WHAT IS REQUIRED:
Duplicate every row below line for line, leaving out the pictures.

——

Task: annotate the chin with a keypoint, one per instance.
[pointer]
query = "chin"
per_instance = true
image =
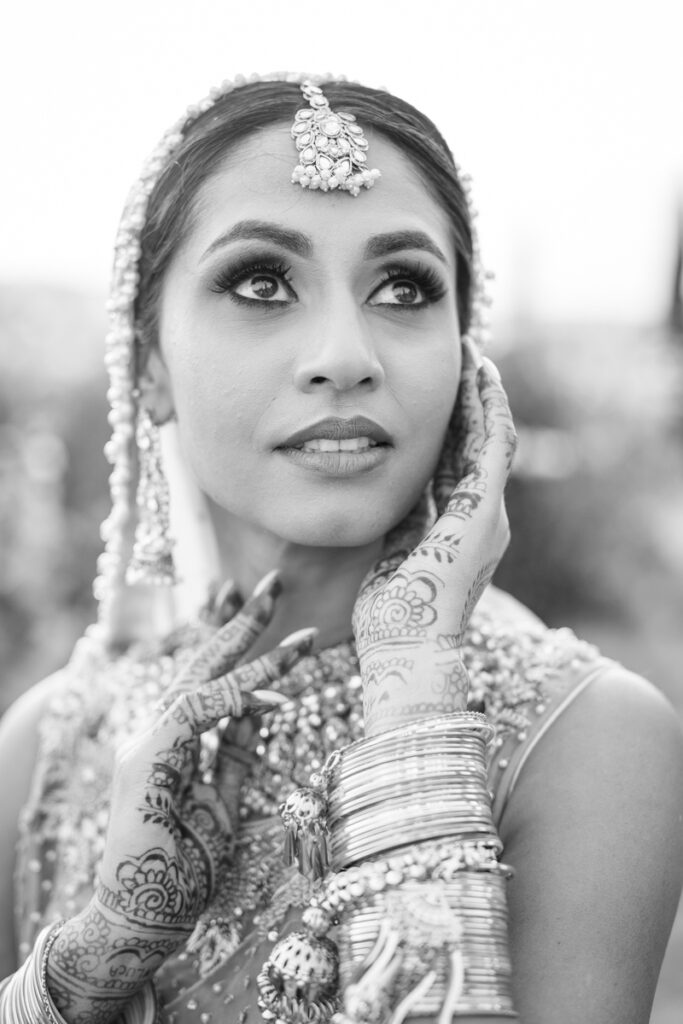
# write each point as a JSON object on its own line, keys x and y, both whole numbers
{"x": 335, "y": 526}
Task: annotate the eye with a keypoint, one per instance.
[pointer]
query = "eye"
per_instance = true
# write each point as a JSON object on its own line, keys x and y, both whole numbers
{"x": 265, "y": 287}
{"x": 403, "y": 293}
{"x": 409, "y": 288}
{"x": 256, "y": 284}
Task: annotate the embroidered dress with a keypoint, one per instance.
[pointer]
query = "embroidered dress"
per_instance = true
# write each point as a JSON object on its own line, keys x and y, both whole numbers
{"x": 522, "y": 677}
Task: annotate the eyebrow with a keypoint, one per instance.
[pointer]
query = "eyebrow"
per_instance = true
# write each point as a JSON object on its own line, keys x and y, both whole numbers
{"x": 392, "y": 242}
{"x": 300, "y": 244}
{"x": 262, "y": 230}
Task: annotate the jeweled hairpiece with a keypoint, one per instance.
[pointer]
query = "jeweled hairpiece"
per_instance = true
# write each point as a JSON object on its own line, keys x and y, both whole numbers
{"x": 333, "y": 150}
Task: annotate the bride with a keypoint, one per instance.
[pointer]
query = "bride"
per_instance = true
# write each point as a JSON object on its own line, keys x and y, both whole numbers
{"x": 300, "y": 408}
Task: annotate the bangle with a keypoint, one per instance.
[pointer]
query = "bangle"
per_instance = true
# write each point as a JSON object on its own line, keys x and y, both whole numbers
{"x": 25, "y": 996}
{"x": 421, "y": 930}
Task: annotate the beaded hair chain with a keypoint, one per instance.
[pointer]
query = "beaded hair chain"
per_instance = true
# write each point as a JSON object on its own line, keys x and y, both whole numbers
{"x": 120, "y": 342}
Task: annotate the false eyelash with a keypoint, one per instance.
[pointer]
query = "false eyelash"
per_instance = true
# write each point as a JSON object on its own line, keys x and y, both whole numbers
{"x": 227, "y": 280}
{"x": 425, "y": 276}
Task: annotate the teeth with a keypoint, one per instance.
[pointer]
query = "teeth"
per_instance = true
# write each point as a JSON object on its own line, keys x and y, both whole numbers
{"x": 347, "y": 444}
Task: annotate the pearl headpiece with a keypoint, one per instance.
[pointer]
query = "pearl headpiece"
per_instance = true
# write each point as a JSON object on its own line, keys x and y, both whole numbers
{"x": 332, "y": 147}
{"x": 120, "y": 358}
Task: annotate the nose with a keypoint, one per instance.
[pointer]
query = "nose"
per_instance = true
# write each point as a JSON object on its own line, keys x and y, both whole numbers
{"x": 339, "y": 354}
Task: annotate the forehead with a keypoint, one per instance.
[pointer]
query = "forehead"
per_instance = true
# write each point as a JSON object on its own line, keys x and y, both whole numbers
{"x": 254, "y": 182}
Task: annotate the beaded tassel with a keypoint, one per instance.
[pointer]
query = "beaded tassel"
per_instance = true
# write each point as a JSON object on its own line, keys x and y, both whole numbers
{"x": 153, "y": 551}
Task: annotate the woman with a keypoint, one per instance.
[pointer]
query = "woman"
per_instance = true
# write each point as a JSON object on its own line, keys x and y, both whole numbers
{"x": 307, "y": 344}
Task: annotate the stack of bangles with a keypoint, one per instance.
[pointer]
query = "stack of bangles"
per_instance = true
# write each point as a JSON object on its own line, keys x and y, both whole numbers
{"x": 25, "y": 997}
{"x": 410, "y": 911}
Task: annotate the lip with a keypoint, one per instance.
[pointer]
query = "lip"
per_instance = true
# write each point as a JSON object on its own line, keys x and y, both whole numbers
{"x": 333, "y": 428}
{"x": 338, "y": 463}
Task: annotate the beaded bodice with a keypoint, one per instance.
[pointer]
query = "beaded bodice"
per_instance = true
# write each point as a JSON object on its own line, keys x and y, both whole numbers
{"x": 519, "y": 671}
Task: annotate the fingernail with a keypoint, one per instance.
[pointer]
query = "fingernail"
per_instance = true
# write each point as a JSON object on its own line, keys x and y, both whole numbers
{"x": 262, "y": 700}
{"x": 489, "y": 370}
{"x": 228, "y": 601}
{"x": 269, "y": 584}
{"x": 472, "y": 351}
{"x": 227, "y": 592}
{"x": 301, "y": 639}
{"x": 270, "y": 695}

——

FULL SOLUTION:
Task: annotate the chin with a keypoint, one per instance.
[pointer]
query = "chin"
per_instance = true
image =
# write each point as a JSON object on its own line, keys x and y, both whole numbers
{"x": 335, "y": 526}
Task: annotate the eye with a keypoint, one per instance.
[pointer]
query = "eye"
per_instance = true
# write each point as a JSON object on its own line, keys x and y, both whole numbers
{"x": 265, "y": 287}
{"x": 403, "y": 293}
{"x": 409, "y": 288}
{"x": 256, "y": 284}
Task: annotate the embroidered dress with a keypoint, one per instance.
[pointer]
query = "embroidered dress"
per_instance = true
# write each point as a JSON object on its own line, keys x and y, both whole numbers
{"x": 522, "y": 677}
Task: annotate the eyebrow with a keypoint, one per instance.
[pointer]
query = "eyebrow"
per_instance = true
# write each point as a JSON object on its own line, keys x and y, both whole numbers
{"x": 392, "y": 242}
{"x": 300, "y": 244}
{"x": 262, "y": 230}
Task: annotate the jeweled hairpiece with a keypoint, one per instance.
[pointer]
query = "jeweled hairpiece"
per_instance = true
# write each point as a JSON object on its own line, keys x and y, both whole numbers
{"x": 333, "y": 150}
Task: annotate the bride with a keypoint, one per instance.
[pointer]
query = "bride"
per_instance = true
# write each point as a JSON object on its own line, keys x and y, both whole numbers
{"x": 300, "y": 408}
Task: annotate the bangle with a keypoint, one per instance.
[pointer]
query = "bangle"
per_instance = true
# write each point as a JSON object on its own line, keys x and y, both whole numbers
{"x": 25, "y": 996}
{"x": 421, "y": 930}
Task: annotate the beaded hair chain with a keypoint, one per instance.
[pointer]
query = "beaded hair chain"
per_instance = true
# write each point as a JSON object on its own line, keys x and y, both whole numbers
{"x": 120, "y": 342}
Task: annotate the false eyelash with a keypoint, one per instance.
[pointer]
query = "false eyelash"
per_instance = true
# write each point as a JSON object on its own line, keys x and y, both whole numbers
{"x": 227, "y": 280}
{"x": 425, "y": 276}
Task: annotate the teeth with a keypoint, one per instance.
[pointer]
query = "teeth"
per_instance = true
# write each point as a JSON object on its own line, keys x and y, both whole numbers
{"x": 347, "y": 444}
Task: annotate the pearl headpiece with a keypoint, one per instance.
[pointer]
query = "pearl headpiece"
per_instance = true
# write each point as a JSON object on its own line, keys x and y, both whole numbers
{"x": 332, "y": 147}
{"x": 120, "y": 358}
Task: annotate the nose with a keypoint, one per instance.
[pointer]
query = "nose"
per_instance = true
# write each point as a JSON object on its own line, keys x and y, both whole numbers
{"x": 339, "y": 354}
Task: annotate the forehead with a keypoint, one per instance.
[pointer]
query = "forehead"
per_instance = true
# write each point as a JSON object on its own line, keys x and y, both whole numbers
{"x": 254, "y": 182}
Task: annotate the beaded tassel with a keypoint, one per instance.
[pointer]
query = "beaded tassel"
per_instance = true
# write each point as a JSON object on its own line, keys x and y, both whole numbers
{"x": 153, "y": 551}
Task: annotate the woman with a keypoint, one per instance.
[pointer]
query = "woman"
per_instance = true
# write each point as a JSON object on its own line, keys x and y, both whole numbers
{"x": 307, "y": 344}
Task: annotate the stack of bangles with a keypoint, one per instance.
[pointer]
query = "stack of bangles"
per_instance = true
# write each point as a JSON object on its own line, keys x and y, both whole numbers
{"x": 25, "y": 997}
{"x": 410, "y": 911}
Task: annotate the lip with a keypoint, one per instance.
[pointer]
query = "lip"
per_instance = true
# write each point as a JSON object on its own line, keys x and y, both whole numbers
{"x": 333, "y": 428}
{"x": 338, "y": 463}
Task: annotate the beaded bodice with a keypoint, one per instance.
[pointer]
query = "beaded bodice"
per_instance = true
# write each point as a JSON object on its own line, keys x and y, both whole numbers
{"x": 519, "y": 671}
Task: annotate the fingernail with a keypoint, one per instance.
[pointer]
query = "fingernail"
per_instance = true
# write each point as a JSON object on its own line, keys x and y, both whole numbers
{"x": 262, "y": 700}
{"x": 489, "y": 370}
{"x": 228, "y": 601}
{"x": 269, "y": 584}
{"x": 472, "y": 351}
{"x": 227, "y": 592}
{"x": 301, "y": 639}
{"x": 270, "y": 695}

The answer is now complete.